Research looks at the effect of copper on arthritis
A clinical trial is being carried out by the University’s School of Health and Wellbeing in collaboration with New Cross Hospital Research and Development Directorate.
It is estimated that more than two million adults in the UK have varying degrees of osteoarthritis and/or rheumatoid arthritis, which cause joint and muscle pain.
Alternative therapy, such as the use of metal bracelets, has been used for a long time to try and alleviate these symptoms. Copper is popular but other metals including silver and platinum are also used and users have reported a varying degree of benefits.
There are insoles for shoes made of copper, known as copper heelers, currently on the market and users have reported that they appear to have the same effect as the bracelets. However, this has not been clinically proven.
The new research aims to assess the impact of the insoles on arthritis patients’ aches and pains.

» EXCERPTED RECORDS
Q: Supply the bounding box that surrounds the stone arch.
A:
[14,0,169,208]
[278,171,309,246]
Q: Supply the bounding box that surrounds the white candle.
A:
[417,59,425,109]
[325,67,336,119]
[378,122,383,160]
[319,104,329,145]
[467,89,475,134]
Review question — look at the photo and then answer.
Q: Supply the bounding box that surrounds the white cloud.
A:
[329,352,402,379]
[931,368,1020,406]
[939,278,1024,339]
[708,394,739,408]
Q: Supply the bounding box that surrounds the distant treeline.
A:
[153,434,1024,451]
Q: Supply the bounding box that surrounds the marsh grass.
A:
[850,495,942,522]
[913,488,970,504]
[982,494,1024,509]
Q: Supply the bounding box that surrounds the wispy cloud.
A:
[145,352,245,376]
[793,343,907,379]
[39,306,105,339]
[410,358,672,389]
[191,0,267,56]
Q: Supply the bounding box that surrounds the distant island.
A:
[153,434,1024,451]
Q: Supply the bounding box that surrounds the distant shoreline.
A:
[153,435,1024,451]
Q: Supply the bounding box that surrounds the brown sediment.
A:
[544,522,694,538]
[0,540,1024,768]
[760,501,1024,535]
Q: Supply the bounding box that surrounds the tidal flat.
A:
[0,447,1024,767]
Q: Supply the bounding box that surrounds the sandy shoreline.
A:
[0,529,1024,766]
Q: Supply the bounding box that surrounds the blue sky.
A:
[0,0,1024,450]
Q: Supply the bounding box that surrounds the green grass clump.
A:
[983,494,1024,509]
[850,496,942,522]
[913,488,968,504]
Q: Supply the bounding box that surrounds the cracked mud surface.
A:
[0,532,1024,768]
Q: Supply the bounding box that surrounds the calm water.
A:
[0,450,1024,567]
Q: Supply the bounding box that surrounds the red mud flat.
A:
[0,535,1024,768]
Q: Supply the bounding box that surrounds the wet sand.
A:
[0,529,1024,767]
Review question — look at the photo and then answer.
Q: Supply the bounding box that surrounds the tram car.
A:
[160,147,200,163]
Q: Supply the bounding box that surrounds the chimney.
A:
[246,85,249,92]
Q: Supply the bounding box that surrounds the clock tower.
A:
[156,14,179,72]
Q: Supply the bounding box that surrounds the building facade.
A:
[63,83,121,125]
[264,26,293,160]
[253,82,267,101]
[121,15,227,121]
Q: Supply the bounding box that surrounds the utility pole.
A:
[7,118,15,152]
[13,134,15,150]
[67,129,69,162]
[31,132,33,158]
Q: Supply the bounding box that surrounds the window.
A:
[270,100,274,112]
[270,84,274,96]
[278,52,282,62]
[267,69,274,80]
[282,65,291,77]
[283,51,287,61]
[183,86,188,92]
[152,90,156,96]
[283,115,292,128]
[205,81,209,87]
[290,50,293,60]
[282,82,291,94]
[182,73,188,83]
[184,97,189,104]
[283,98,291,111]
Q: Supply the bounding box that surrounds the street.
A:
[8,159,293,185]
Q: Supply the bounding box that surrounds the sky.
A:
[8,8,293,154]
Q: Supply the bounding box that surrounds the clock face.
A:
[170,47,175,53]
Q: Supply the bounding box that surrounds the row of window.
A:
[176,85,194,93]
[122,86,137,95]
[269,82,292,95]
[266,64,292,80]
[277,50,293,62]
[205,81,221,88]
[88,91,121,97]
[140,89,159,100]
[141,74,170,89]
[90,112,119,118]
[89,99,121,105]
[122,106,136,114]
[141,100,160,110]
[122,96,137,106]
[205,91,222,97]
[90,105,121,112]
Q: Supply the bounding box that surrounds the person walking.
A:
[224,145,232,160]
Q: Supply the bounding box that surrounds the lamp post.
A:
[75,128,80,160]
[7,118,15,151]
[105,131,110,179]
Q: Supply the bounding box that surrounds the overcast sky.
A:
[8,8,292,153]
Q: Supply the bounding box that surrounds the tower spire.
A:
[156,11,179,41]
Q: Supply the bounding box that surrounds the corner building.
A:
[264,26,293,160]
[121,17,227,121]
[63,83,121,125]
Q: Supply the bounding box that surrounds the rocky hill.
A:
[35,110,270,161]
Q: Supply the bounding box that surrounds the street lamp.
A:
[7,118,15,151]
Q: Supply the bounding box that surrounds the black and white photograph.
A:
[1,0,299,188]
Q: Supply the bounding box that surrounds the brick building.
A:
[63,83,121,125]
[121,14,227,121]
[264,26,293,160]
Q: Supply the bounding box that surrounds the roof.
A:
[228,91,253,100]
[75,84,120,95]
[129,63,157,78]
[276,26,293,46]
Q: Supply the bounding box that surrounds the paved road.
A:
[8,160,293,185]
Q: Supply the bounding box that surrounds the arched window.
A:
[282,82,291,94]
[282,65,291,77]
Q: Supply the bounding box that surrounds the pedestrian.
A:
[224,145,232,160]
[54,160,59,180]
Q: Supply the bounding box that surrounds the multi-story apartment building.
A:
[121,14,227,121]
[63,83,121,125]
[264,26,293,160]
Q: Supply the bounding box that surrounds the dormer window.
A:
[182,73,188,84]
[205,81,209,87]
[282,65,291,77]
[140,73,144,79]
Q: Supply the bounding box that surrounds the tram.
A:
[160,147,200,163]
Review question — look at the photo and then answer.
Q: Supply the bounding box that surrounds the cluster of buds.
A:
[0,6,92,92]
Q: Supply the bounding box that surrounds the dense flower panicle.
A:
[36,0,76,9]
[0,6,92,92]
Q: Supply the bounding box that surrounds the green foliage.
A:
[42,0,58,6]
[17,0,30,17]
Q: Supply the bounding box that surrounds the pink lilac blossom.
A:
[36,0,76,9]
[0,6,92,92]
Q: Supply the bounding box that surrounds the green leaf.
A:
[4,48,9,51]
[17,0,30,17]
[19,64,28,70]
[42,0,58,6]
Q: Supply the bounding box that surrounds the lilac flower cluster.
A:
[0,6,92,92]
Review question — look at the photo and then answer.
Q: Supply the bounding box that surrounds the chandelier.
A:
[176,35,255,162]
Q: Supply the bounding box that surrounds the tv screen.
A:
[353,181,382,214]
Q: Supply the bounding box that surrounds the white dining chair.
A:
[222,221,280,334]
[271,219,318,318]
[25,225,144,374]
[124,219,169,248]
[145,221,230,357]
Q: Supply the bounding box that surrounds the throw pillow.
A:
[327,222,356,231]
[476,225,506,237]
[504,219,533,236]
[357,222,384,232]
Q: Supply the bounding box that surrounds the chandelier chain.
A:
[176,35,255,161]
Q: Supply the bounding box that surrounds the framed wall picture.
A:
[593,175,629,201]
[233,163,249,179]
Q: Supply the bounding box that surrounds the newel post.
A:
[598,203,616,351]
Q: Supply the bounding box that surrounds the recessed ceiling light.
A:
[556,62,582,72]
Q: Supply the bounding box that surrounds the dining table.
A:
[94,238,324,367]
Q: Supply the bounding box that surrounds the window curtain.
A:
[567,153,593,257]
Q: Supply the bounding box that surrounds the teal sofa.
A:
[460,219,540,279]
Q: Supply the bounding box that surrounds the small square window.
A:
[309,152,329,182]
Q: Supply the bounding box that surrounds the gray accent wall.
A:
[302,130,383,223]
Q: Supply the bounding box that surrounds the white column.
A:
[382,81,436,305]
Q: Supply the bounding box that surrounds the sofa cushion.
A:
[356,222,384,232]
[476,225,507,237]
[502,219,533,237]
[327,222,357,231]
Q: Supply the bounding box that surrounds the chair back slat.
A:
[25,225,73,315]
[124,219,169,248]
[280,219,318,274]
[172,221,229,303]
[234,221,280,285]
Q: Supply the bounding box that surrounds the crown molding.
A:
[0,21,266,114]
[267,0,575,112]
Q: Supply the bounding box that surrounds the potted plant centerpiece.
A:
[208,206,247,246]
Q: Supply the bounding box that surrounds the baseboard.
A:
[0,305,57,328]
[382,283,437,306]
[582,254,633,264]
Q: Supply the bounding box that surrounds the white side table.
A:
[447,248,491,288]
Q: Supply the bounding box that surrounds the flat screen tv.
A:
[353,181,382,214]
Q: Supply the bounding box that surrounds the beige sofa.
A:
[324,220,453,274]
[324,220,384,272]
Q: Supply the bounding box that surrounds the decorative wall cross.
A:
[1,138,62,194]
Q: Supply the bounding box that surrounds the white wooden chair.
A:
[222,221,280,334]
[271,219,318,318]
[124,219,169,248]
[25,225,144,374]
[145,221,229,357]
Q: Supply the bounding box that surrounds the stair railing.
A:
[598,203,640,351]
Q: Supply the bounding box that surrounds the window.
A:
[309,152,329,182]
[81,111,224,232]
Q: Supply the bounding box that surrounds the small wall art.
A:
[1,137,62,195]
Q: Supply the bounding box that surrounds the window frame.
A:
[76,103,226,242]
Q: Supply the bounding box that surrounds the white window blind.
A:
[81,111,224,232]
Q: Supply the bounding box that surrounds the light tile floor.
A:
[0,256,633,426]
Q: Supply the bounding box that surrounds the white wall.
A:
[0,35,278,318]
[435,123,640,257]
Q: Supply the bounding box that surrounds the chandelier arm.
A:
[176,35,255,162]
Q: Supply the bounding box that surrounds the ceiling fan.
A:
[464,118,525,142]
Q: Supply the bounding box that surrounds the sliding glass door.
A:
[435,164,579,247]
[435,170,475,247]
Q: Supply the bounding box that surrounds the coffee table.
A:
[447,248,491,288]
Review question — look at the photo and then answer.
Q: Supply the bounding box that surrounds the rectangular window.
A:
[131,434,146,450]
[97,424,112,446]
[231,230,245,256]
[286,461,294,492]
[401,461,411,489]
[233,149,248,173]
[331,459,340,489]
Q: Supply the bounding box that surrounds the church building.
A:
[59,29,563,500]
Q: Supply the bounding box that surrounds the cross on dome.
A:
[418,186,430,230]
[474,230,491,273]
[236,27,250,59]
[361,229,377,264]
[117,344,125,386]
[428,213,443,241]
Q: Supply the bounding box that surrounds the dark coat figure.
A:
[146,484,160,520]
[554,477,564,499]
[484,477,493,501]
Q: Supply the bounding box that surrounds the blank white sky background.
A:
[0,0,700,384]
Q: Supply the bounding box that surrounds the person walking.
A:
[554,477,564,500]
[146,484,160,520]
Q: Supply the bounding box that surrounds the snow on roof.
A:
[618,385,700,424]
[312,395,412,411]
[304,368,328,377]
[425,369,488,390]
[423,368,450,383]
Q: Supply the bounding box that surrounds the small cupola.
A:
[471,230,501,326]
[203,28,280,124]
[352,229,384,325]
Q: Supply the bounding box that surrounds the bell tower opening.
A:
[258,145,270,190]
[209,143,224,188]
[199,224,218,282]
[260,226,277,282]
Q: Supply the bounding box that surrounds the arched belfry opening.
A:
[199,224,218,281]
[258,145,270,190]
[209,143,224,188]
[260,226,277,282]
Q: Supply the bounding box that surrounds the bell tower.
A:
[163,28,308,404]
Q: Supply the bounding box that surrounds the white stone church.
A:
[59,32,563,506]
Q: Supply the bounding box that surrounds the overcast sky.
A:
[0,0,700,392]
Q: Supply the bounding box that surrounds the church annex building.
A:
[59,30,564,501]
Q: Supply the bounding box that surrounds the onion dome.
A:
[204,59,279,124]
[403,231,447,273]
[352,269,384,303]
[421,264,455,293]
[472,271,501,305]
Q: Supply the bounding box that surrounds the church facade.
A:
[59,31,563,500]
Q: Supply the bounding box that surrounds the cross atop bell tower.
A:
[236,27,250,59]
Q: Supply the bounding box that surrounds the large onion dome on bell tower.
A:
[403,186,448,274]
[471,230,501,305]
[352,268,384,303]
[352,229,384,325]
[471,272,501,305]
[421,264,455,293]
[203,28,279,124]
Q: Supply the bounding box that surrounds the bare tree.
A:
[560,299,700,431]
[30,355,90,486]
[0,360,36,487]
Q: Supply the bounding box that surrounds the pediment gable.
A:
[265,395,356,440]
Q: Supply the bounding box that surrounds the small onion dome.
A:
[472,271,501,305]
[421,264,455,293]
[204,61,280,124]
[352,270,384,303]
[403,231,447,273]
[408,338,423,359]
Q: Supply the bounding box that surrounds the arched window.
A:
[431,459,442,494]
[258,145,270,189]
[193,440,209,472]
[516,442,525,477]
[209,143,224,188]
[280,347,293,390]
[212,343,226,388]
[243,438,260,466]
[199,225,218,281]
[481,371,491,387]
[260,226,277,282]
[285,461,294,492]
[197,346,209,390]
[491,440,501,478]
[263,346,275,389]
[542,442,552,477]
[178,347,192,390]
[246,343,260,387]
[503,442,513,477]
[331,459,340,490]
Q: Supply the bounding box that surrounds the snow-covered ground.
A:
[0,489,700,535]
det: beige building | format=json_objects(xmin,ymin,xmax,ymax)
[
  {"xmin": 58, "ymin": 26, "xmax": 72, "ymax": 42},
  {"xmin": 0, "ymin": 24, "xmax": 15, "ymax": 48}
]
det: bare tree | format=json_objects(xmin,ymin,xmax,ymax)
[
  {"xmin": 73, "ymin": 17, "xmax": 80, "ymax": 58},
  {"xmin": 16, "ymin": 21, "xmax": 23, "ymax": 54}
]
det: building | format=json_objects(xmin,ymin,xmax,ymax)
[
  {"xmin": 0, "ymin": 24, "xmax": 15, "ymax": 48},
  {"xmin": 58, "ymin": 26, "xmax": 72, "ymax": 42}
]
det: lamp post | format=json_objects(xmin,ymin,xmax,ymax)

» WHAT IS REQUIRED
Please write out the passage on copper and arthritis word for word, starting with "It is estimated" and going on through "and muscle pain.".

» RESULT OF THE EXERCISE
It is estimated that more than two million adults in the UK have varying degrees of osteoarthritis and/or rheumatoid arthritis, which cause joint and muscle pain.